• Source passage
══════

The release of renin, an enzyme that starts the renin-angiotensin-aldosterone system (RAAS)

Perfusion pressure

Blood pressure in a specific location, affecting Juxtaglomerular (JG) cell stretch and renin release.

Sympathetic nerve activity

Signals from the nervous system that influence renin release through beta receptors on JG cells.

Macula densa cells

Cells in the kidney that sense sodium chloride (salt) concentration in the tubule.

NaCl load

Sodium chloride concentration in the tubule, influencing renin secretion.

Renin-angiotensin-aldosterone system (RAAS)

A system in the body that regulates blood pressure by controlling salt and water balance.

Angiotensin II

A hormone that constricts blood vessels, increases sodium reabsorption, and raises blood pressure.

Aldosterone

A hormone that increases sodium reabsorption in the kidneys, thus promoting water retention and raising blood pressure.

Study Notes

Learning Objectives

• Distal tubule and collecting duct function, emphasizing water handling
  • Vasopressin (ADH) role: source, location, characteristics, osmotic/non-osmotic forces influencing release, cellular mechanisms, role in water reabsorption (aquaporin 2)
  • Principal cell identification and function in urinary concentration and dilution
  • Collecting duct function in conjunction with the medullary gradient (loop of Henle)
  • Range of urinary osmolalities in adults
• Juxtaglomerular apparatus and renin-angiotensin-aldosterone system
  • Components of the JGA, anatomic location, and function
  • Components of the renin-angiotensin-aldosterone system, locations of enzymes/factors, and roles of components like angiotensin II and aldosterone in renal sodium and water handling
  • Factors stimulating or inhibiting renin secretion
• Integrating ADH, Ang II, and other neurohormones in a concerted renal response to challenges like hemorrhage.

Vasopressin (ADH)

• Synthesized in hypothalamic neurons, released by posterior pituitary
• Regulated by osmolality, pressure/volume, and neurotransmitters
• Also known as arginine vasopressin (AVP)
• Plasma osmolality increases when water evaporates and solutes remain; decreased water content increases plasma osmolality and ADH secretion
• When water content is high, plasma osmolality decreases and ADH secretion decreases.
• Baroreceptors (arterial and venous) sense pressure (stretch) and inhibit ADH secretion at normal pressure.
• Low pressures/low blood volume stimulate ADH release.

Osmolarity Control

• Normal plasma osmolality is ~285 mOsm/kg H₂O
• ADH release progressively increases when plasma osmolality increases by 1%, and a substantial change (~10-20%) in blood volume/pressure is needed for baroreceptor-driven ADH release.

══════

• Material supplied
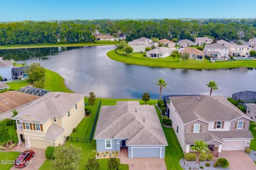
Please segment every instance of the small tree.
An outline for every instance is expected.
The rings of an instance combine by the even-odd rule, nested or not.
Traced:
[[[130,46],[125,47],[124,48],[124,50],[127,54],[132,53],[132,52],[133,51],[133,49],[132,48],[132,47],[130,47]]]
[[[81,149],[72,144],[58,146],[54,149],[53,156],[54,159],[52,162],[53,169],[78,169]]]
[[[189,59],[189,57],[190,56],[189,55],[189,54],[188,54],[187,52],[185,52],[181,55],[181,58],[185,62]]]
[[[88,163],[86,165],[87,170],[100,169],[100,164],[96,158],[93,158],[88,159]]]
[[[252,57],[254,57],[255,55],[256,55],[256,51],[255,50],[251,50],[250,51],[250,55]]]
[[[110,158],[108,162],[108,170],[118,170],[120,166],[119,160],[116,158]]]
[[[145,101],[145,105],[147,105],[147,102],[150,100],[150,95],[147,92],[145,92],[141,97],[141,100]]]
[[[94,104],[95,100],[96,100],[96,96],[94,95],[94,93],[92,91],[91,91],[89,93],[89,97],[88,98],[88,103],[90,105],[93,105]]]

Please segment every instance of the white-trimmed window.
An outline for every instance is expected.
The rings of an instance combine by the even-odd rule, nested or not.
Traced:
[[[30,125],[29,123],[25,123],[25,128],[26,130],[30,130]]]
[[[40,128],[40,124],[35,124],[35,127],[36,127],[36,131],[41,131],[41,128]]]
[[[55,116],[52,117],[52,120],[53,122],[57,122],[57,118]]]
[[[243,124],[244,124],[244,121],[240,121],[237,122],[237,127],[236,129],[243,129]]]
[[[194,133],[198,133],[200,131],[200,124],[194,125]]]
[[[112,140],[105,140],[105,149],[112,149]]]

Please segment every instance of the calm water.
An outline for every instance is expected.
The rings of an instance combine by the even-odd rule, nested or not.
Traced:
[[[256,90],[255,69],[196,71],[127,65],[107,57],[106,53],[114,48],[98,46],[0,50],[0,56],[27,64],[39,62],[61,75],[74,91],[88,94],[92,91],[97,96],[106,98],[138,98],[148,91],[151,98],[157,98],[159,87],[155,82],[161,78],[168,84],[163,95],[208,94],[205,84],[211,80],[215,81],[219,87],[213,95],[229,96],[239,91]],[[45,57],[48,59],[42,60]]]

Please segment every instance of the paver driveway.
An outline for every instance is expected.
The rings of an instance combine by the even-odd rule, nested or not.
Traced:
[[[228,159],[231,170],[256,169],[256,165],[243,151],[222,151],[221,157]]]
[[[130,170],[166,170],[164,159],[155,158],[128,158],[127,149],[121,149],[121,164],[129,165]]]

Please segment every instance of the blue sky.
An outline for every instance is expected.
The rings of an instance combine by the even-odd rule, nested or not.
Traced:
[[[1,2],[0,21],[99,19],[256,18],[255,0],[3,1]]]

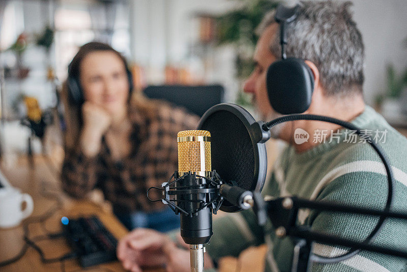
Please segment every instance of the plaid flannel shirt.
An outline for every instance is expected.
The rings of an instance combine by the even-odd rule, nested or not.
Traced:
[[[74,149],[66,148],[62,177],[64,190],[82,198],[94,188],[100,188],[113,204],[115,212],[163,208],[161,201],[148,200],[147,191],[151,186],[160,186],[178,170],[177,133],[196,129],[199,119],[165,102],[156,104],[157,108],[148,114],[136,108],[130,111],[132,149],[120,160],[112,159],[104,138],[100,151],[94,157],[86,157],[80,145]],[[160,198],[157,191],[152,190],[150,198]]]

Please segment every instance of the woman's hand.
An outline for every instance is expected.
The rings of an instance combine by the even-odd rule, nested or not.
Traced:
[[[93,157],[99,152],[102,135],[110,126],[111,117],[103,108],[89,102],[82,106],[82,116],[81,147],[86,156]]]
[[[175,244],[167,236],[155,230],[140,228],[133,231],[119,241],[117,256],[125,269],[141,272],[142,266],[165,265],[168,262],[167,255],[171,256],[171,259],[176,259],[176,256],[172,255],[179,253],[168,250],[173,248],[176,248]],[[187,269],[189,268],[189,257],[188,261]]]

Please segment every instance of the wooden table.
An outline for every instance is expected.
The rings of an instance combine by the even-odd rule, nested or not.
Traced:
[[[54,208],[56,201],[44,196],[46,192],[52,192],[62,198],[62,206],[43,224],[33,223],[29,225],[30,237],[61,232],[61,219],[63,216],[74,217],[79,215],[96,214],[99,217],[106,227],[118,239],[127,233],[127,229],[117,219],[108,206],[97,204],[91,201],[74,201],[67,198],[61,193],[60,182],[56,176],[47,167],[43,158],[35,158],[35,167],[28,167],[26,158],[17,160],[12,168],[5,167],[2,164],[3,174],[11,185],[20,188],[22,192],[30,194],[34,201],[34,210],[32,216],[44,214]],[[57,165],[57,163],[55,164]],[[43,187],[45,187],[44,188]],[[106,208],[106,207],[108,207]],[[0,261],[9,259],[16,256],[24,246],[23,230],[20,226],[10,229],[0,229]],[[70,252],[71,249],[67,244],[64,237],[54,239],[46,239],[37,242],[43,251],[47,258],[56,258]],[[123,271],[119,261],[83,269],[75,259],[64,262],[66,271]],[[41,262],[38,253],[29,248],[24,256],[19,261],[9,265],[0,267],[2,271],[61,271],[60,262],[43,264]],[[162,269],[147,269],[146,271],[162,271]]]
[[[269,148],[276,148],[274,144]],[[271,153],[273,154],[275,152]],[[270,156],[273,160],[275,156]],[[55,168],[61,165],[62,156],[52,156],[52,163]],[[11,184],[19,188],[24,193],[30,194],[34,201],[34,210],[32,216],[38,216],[54,207],[55,200],[45,197],[44,191],[56,193],[62,198],[63,207],[57,211],[52,216],[42,225],[36,223],[31,224],[29,228],[30,237],[45,234],[44,228],[47,232],[57,233],[61,231],[61,218],[63,216],[75,216],[79,215],[96,214],[102,222],[118,239],[127,233],[127,230],[118,221],[108,206],[98,201],[97,203],[90,201],[74,201],[65,196],[60,189],[61,182],[57,175],[52,172],[44,158],[36,156],[34,158],[34,168],[28,167],[27,158],[19,158],[16,161],[0,162],[0,168],[3,174],[9,179]],[[271,165],[272,162],[269,161]],[[8,166],[7,165],[8,165]],[[45,188],[43,188],[45,185]],[[222,216],[221,212],[217,216]],[[216,216],[215,216],[216,217]],[[45,226],[45,227],[44,227]],[[21,224],[19,226],[9,229],[0,229],[0,261],[9,259],[16,256],[24,244],[23,232]],[[44,252],[47,258],[61,256],[69,252],[69,248],[63,238],[54,240],[46,240],[38,242],[39,246]],[[267,251],[265,246],[251,247],[243,251],[239,258],[227,257],[221,259],[219,261],[220,272],[235,272],[237,266],[239,271],[261,272],[264,269],[265,255]],[[73,271],[125,271],[118,261],[102,264],[91,269],[82,269],[75,259],[64,262],[67,272]],[[6,266],[0,267],[1,271],[20,272],[30,271],[61,271],[61,264],[55,263],[44,264],[41,263],[38,253],[32,248],[29,248],[24,256],[17,262]],[[162,269],[146,269],[149,272],[163,272]]]

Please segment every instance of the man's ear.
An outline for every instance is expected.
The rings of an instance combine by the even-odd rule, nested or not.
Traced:
[[[312,75],[314,76],[314,91],[315,91],[319,85],[319,71],[313,62],[308,60],[305,60],[304,62],[312,71]]]

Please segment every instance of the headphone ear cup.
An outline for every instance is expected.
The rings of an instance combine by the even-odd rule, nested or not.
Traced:
[[[75,104],[79,105],[83,102],[83,96],[78,80],[69,75],[68,89],[70,98]]]
[[[314,77],[301,59],[290,58],[273,63],[267,70],[266,85],[270,104],[279,113],[302,113],[311,104]]]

══════

• Activities
a. Name every term in the kidney physiology notes that is followed by a one-line definition before the "Study Notes" heading.
b. Pick up the kidney physiology notes after the final bullet under "Osmolarity Control" and continue writing them.
The listing has no connection to the kidney physiology notes.

• Answers to the tasks
a.
- Perfusion pressure
- Sympathetic nerve activity
- Macula densa cells
- NaCl load
- Renin-angiotensin-aldosterone system (RAAS)
- Angiotensin II
- Aldosterone

b.
Other Stimuli for ADH Secretion

• Hormones, neurotransmitters, and drugs (e.g., angiotensin II, nicotine, ethanol, catecholamines, endothelin, prostaglandins, dopamine, nitric oxide, serotonin, cannabanoids)
• Hypoxia, low pO2, and hypercarbia (high pCO2)

ADH Action in the Kidney

• ADH acts on V2 receptors on basolateral membranes
• cAMP pathway activates protein kinase A, which phosphorylates aquaporin 2 (AQP2).
• AQP2 insertion in the apical membrane allows water reabsorption, concentrating urine
• ADH reduction causes AQP2 removal from the apical membrane.

Diabetes Insipidus

• Characterized by copious urine output and low urine osmolality.
• Can be central (lack of ADH secretion) or nephrogenic (ADH receptors or AQP2 channels defective)
• Symptoms include extreme thirst and excessive urination.

Renin-Angiotensin-Aldosterone System (RAAS)

• Juxtaglomerular apparatus (JGA)
  • Macula densa cells sense NaCl delivery and trigger feedback to granular cells.
  • Extraglomerular mesangial cells transduce signals.
  • Granular cells (JG cells) secrete renin.
• Three factors regulating renin secretion: perfusion pressure (stretch), sympathetic nerve activity, and NaCl delivery to the macula densa
• Renin-catalyzes the conversion of angiotensinogen into angiotensin I
• ACE converts angiotensin I to angiotensin II (Ang II)
• Ang II: constricts blood vessels, stimulates aldosterone secretion, influences brain sites, etc.
• Aldosterone acts on principal cells to increase Na reabsorption

Hemorrhagic Shock

• Severe drop in blood pressure and volume trigger a neurohormonal response:
  • Increased renin release.
  • Increased ADH secretion.
  • Vasoconstriction to maintain blood pressure; Reduced GFR.